[Provided entries]:

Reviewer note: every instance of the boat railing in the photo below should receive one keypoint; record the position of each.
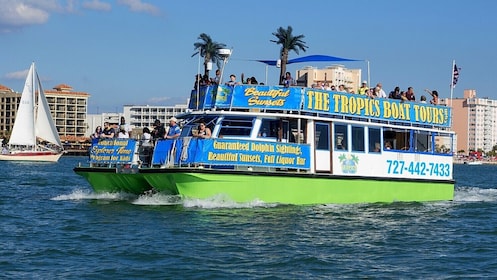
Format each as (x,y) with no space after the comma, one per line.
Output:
(319,103)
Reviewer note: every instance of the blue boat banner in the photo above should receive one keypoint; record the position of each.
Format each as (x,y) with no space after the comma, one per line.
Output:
(319,101)
(116,150)
(254,153)
(267,97)
(225,152)
(376,108)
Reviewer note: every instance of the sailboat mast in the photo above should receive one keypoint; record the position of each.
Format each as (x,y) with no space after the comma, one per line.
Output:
(33,84)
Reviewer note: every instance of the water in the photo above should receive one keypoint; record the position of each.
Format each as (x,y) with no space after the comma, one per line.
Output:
(53,227)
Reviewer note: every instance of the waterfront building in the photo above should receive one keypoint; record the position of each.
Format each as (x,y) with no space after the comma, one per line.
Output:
(9,101)
(474,121)
(69,109)
(335,75)
(137,116)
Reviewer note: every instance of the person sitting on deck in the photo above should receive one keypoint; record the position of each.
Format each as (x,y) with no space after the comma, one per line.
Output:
(203,131)
(363,90)
(288,80)
(159,131)
(174,130)
(232,81)
(108,131)
(434,95)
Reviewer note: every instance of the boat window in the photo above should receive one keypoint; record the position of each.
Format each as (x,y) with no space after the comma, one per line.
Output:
(358,139)
(322,136)
(235,127)
(444,142)
(374,137)
(396,139)
(340,137)
(269,128)
(422,140)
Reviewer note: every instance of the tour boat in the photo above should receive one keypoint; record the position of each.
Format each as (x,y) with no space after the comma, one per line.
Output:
(289,145)
(34,135)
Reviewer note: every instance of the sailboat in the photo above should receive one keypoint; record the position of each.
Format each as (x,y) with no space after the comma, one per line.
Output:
(34,136)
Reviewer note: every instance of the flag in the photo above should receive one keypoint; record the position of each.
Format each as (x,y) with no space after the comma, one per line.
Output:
(455,76)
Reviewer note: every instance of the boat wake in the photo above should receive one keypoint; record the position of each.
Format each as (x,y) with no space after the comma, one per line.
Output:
(461,195)
(79,194)
(474,194)
(159,199)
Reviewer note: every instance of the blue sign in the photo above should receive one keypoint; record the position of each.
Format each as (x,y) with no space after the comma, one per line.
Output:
(225,152)
(114,150)
(267,97)
(255,153)
(377,108)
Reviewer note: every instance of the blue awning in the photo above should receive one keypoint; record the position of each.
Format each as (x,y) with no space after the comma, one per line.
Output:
(311,58)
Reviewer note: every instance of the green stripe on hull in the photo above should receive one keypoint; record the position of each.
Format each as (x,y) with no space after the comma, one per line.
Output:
(107,180)
(289,189)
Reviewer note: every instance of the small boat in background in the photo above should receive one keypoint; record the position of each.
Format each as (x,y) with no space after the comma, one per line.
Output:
(34,135)
(475,162)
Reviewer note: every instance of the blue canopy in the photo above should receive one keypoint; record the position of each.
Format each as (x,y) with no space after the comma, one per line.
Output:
(310,58)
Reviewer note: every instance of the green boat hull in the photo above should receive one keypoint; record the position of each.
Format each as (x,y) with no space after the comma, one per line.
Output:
(110,180)
(285,188)
(291,188)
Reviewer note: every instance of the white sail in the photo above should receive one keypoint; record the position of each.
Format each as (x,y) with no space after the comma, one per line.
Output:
(24,126)
(45,126)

[Work to be completed]: Please render all of the data above as a numbered list, with one line per item, skipping blank lines and leaving out the pictures.

[Exercise response]:
1. Reviewer note: every instance of the boat railing in the photo below should receive one keypoint; record the position of each.
2. Format each as (x,y) with no space after the comma, one per line.
3. Output:
4. (319,103)
5. Reviewer note: every instance of the blue boat banner in the photo above should receive one keypoint; record the position of each.
6. Format each as (x,y) with no space after the comma, one per line.
7. Output:
8. (319,101)
9. (116,150)
10. (254,153)
11. (267,97)
12. (225,152)
13. (376,108)
14. Reviewer note: every instance of the sailboat mast in the photo above should receive one keypoint; record the position of each.
15. Format each as (x,y) with no space after the comma, one per line.
16. Output:
17. (33,84)
18. Reviewer note: every instance of the water in the photo above should receive one keypoint; record the position of each.
19. Format each as (x,y) with no space after the comma, one per line.
20. Output:
21. (53,227)
22. Reviewer note: every instance of the waterfront building in the photo above should receive one keypoint; record the position of each.
23. Format each as (x,y) with no space after the comma, one per line.
24. Output:
25. (9,101)
26. (474,121)
27. (69,109)
28. (335,75)
29. (137,116)
30. Reviewer note: every instance of the person sitting on deck in the photo above should receive one keypoint; record the position of each.
31. Format each as (x,y) with no space after the comma, one per line.
32. Output:
33. (203,131)
34. (363,90)
35. (288,80)
36. (159,131)
37. (174,130)
38. (232,81)
39. (108,131)
40. (434,95)
41. Reviewer note: every instance of the boat window in the photo above should receive one keypoint; record the position of each.
42. Format each as (x,y) with no space after the comma, one per line.
43. Output:
44. (358,139)
45. (322,136)
46. (235,127)
47. (444,142)
48. (374,137)
49. (396,139)
50. (340,137)
51. (269,128)
52. (422,140)
53. Reviewer note: every instance of the tour boat in the photo above should receive one keypoint; record the position of each.
54. Format each as (x,y) with no space after the comma, one per line.
55. Output:
56. (289,145)
57. (34,135)
58. Reviewer note: every instance of the sailboat in the photo above should receive one keypoint; record the position of each.
59. Format each as (x,y) with no space after the comma, one per line.
60. Output:
61. (34,136)
62. Reviewer note: every instance of the flag in the photo above should receive one keypoint; record the position of each.
63. Format each as (x,y) with no space after the comma, one per line.
64. Output:
65. (455,76)
66. Reviewer note: every instance of the boat wake in the photo above should receive one keypoint; record the position of each.
67. Format each as (x,y) with no space after the comma, one per line.
68. Output:
69. (461,195)
70. (79,194)
71. (474,194)
72. (159,199)
73. Reviewer note: every instance of the blue sign in the photo above should receive one keypoint; record the position of each.
74. Format each as (x,y) with no space after the comma, one per line.
75. Output:
76. (225,152)
77. (114,150)
78. (267,97)
79. (255,153)
80. (377,108)
81. Reviewer note: every instance of the blue awning in the photo above should receive one keypoint; record the position of each.
82. Format each as (x,y) with no space after the comma, one per line.
83. Output:
84. (311,58)
85. Reviewer note: every instance of the green stripe on hull in the photo above should receive one keypoint; record the position of each.
86. Format each as (x,y) with no space after the comma, one per line.
87. Output:
88. (107,180)
89. (289,189)
90. Reviewer note: every instance of the small boat in background in the photo above should receive one keypoint; record the position of each.
91. Format each as (x,y) with no space after the comma, one per line.
92. Output:
93. (34,135)
94. (475,162)
95. Reviewer note: every instance of the blue canopy in the photo above should receive one keypoint; record the position of each.
96. Format each as (x,y) with no space after the comma, one per line.
97. Output:
98. (310,58)
99. Reviewer note: every instance of the green boat hull in the photo above should receive one keypoint; record the position of each.
100. Format each as (x,y) with no space after the comma, one per line.
101. Output:
102. (110,180)
103. (285,188)
104. (291,188)
105. Reviewer note: every instance of the white sail in the photo above should receive one keypoint; record the position of each.
106. Format each as (x,y) with no space after the comma, one per line.
107. Output:
108. (24,126)
109. (45,126)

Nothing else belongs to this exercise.